TAREA ASIGNADA 1 »
Transcribe sin cambios la parte de los registros que empieza en su primera línea y termina en la línea que contiene "24), (171, 112)]", ambas incluidas.
------------------------------------------------
En un vicio interpretativo, pienso que a Flaubert le importaba detectar obstáculos y superarlos, conversar con sus amigos de los avatares de su oficio, le interesaba estar en contacto con lo suyo y propagarlo: ya no producir y obtener rédito de ello, sino confeccionar, acumular, intentar un trabajo irónicamente inútil y, a veces, imposible. En síntesis: Flaubert estimaba suficiente realizar ese esfuerzo corporal que supone escribir y ese otro esfuerzo intelectual de articular conceptos, de intuir sistemas, sin ligarse a ninguno de ellos, aunque sí a los métodos para inventarlos. Su legado es al mismo tiempo la indiferencia, respecto de lo material en todas sus acepciones, y el fanatismo, respecto de lo literario. Pero la tercera parte de su legado es tal vez la más importante: si despreciaba la gloria, también la amaba; si fue padre del realismo, después lo aborreció; si odiaba el dinero, también se quejaba de su falta; si construyó novelas de trama, soñó con otras que no tuvieran ninguna. Flaubert, por eso, es uno de los preferidos de Adorno. Varias fuerzas contrapuestas se agitaban en él, varias nociones contrarias sobre lo mismo, una igual medida de honestidad y de miseria intelectual, una sed de palabra: esa es la mejor lógica, tal vez la única, que puede obedecer un escritor.
------------------------------------------------
TAREA ASIGNADA 2 »
Indica si cada afirmación concuerda con el texto sobre Flaubert y cita las palabras que lo deciden.
(a) Flaubert fue padre del realismo y más tarde lo aborreció.
(b) A Flaubert le interesaba producir y obtener rédito de su trabajo.
(c) Flaubert figura entre los preferidos de Adorno.
------------------------------------------------
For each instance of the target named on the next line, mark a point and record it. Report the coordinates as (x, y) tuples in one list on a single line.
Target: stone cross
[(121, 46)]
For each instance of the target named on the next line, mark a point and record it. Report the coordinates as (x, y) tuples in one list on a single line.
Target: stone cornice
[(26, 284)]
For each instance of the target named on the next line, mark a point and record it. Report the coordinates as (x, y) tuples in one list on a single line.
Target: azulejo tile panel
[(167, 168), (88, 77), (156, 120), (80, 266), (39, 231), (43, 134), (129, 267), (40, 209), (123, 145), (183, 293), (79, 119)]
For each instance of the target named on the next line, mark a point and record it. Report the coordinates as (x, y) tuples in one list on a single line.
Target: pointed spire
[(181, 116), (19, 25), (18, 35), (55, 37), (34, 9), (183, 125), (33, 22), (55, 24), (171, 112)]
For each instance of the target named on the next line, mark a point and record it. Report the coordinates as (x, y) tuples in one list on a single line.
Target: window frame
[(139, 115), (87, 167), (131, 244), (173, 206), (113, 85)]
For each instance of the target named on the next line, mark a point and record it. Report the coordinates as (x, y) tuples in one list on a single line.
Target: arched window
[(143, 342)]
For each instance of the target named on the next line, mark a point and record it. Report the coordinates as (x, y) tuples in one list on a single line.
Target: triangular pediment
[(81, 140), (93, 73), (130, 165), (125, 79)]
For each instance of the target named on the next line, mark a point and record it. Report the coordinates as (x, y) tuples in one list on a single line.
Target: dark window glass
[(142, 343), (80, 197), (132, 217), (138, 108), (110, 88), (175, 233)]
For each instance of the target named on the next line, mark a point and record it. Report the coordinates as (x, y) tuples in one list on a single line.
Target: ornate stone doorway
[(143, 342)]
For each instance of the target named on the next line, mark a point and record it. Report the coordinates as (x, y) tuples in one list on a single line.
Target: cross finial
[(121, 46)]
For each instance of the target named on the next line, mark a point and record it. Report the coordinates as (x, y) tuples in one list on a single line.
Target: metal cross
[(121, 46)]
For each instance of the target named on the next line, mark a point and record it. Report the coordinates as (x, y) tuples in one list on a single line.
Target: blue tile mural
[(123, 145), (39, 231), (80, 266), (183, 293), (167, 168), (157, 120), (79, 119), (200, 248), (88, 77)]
------------------------------------------------
SOLUCIÓN 1 »
For each instance of the target named on the next line, mark a point and record it. Report the coordinates as (x, y) tuples in one list on a single line.
Target: stone cross
[(121, 46)]
For each instance of the target named on the next line, mark a point and record it. Report the coordinates as (x, y) tuples in one list on a single line.
Target: stone cornice
[(26, 284)]
For each instance of the target named on the next line, mark a point and record it. Report the coordinates as (x, y) tuples in one list on a single line.
Target: azulejo tile panel
[(167, 168), (88, 77), (156, 120), (80, 266), (39, 231), (43, 134), (129, 267), (40, 209), (123, 145), (183, 293), (79, 119)]
For each instance of the target named on the next line, mark a point and record it. Report the coordinates as (x, y) tuples in one list on a single line.
Target: pointed spire
[(181, 116), (19, 25), (18, 35), (55, 37), (34, 9), (183, 125), (33, 22), (55, 24), (171, 112)]

SOLUCIÓN 2 »
(a) Sí: "si fue padre del realismo, después lo aborreció".
(b) No: "ya no producir y obtener rédito de ello, sino confeccionar, acumular, intentar un trabajo irónicamente inútil".
(c) Sí: "Flaubert, por eso, es uno de los preferidos de Adorno".